Reading text

=== Section Start ===

The Ring Magazine 1980
by Christopher Coats


Los Angeles, California 

Lupe Pintor retained his World Boxing Council bantamweight title with a 12th round knockout of Welshman Johnny Owen. The frail looking challenger, called the "Merthyr Matchstick" by hometown fans, was taken from the ring on the stretcher and rushed to California Hospital Medical Center, Owen underwent a three hour brain operation for removal of a blood clot.

The tragic ending came quite suddenly. Owen held his own against the champion for much of the fight, and, though Pintor took charge from the ninth on, Owen was not taking a dreadful beating. A right hand to the head dropped Owen to the canvas a full two minutes into the 12th. Referee Marty Denkin gave the mandatory eight count. Then, before allowing the fight to continue, he asked Owen if he wanted to go on. The Welshman did not appear seriously hurt at that point. But seconds later Pintor landed another right to the head and Owen crumbled to the canvas with an ugly shudder. He immediately lapsed into unconsciousness.

Pintor, entered his third title defense a 5-1 betting favorite. A typical Mexican banger, Pintor brought no new battle plan into his fight against the light hitting 5'8" challenger. A good left hook and lots of courage have made Pintor what he is, and he overcame his four inch height deficit against Owen by pressing forward, looking to unload the harder punches. But Owen, the Commonwealth champion, showed that, despite
 his ghostly pale and thin frame, he had serious ambitions for the world title. At times, he clearly outboxed Pintor, not hitting him with anything hard, but cutting the champion over his left eye in the third round and in the fourth round over the right eye.

At the end of the sixth round, the ringside doctor visited Pintor's corner to inspect the cuts. In the seventh, Pintor bloodied Owen's nose but Johnny (117 1/2), came back in the eighth to fend off the charges of the Mexican champion with accurate counterpunching. Pintor turned the fight around with one roundhouse right in the ninth round, knocking Owen down on his backside. From then on, the challenger seemed to fade. The fight became a cat and mouse game, with Owen lacking the strength to keep Pintor at a respectful distance from him.

=== Section End ===

What you will do
Pick up the report on the Pintor–Owen bantamweight title fight and continue it after its last sentence.

Dataset excerpt

=== Section Start ===

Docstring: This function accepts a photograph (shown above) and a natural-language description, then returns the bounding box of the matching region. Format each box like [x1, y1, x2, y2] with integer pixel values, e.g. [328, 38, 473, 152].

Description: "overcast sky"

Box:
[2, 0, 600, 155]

=== Section End ===

Response to this task
The sold out crowd at the ancient Olympic Auditorium sensed that the end was coming. Firecrackers exploded in the aisles and the chant of "Mexico" filled the building. Pintor, who was seeking his 34th knockout in 50 fights, does not have the great power of former title holder Carlos Zarate, but he keeps up a steady attack and has worn out many strong fighters.

It is part of the mystique of boxing to witness a crowd brought to the edge of hysteria, for that is a tribute to the courage of the fighters and in the intensity of their battle. But there is always a dark side to a sporting crowd, and when Owen went down for the second time in the 12th round, in a coma and near death, the partisan crowd became like a lynch mob. Owen's cornermen were shoved and drenched with beer, and one hardened veteran of such "flesh peddling" said afterwards, "They didn't know how badly he was hurt, but I actually got scared that Owen's handlers were going to be badly attacked. It wasn't everyone, but this was worse than anything I've seen, even when Cuevas and Zarate brought them out."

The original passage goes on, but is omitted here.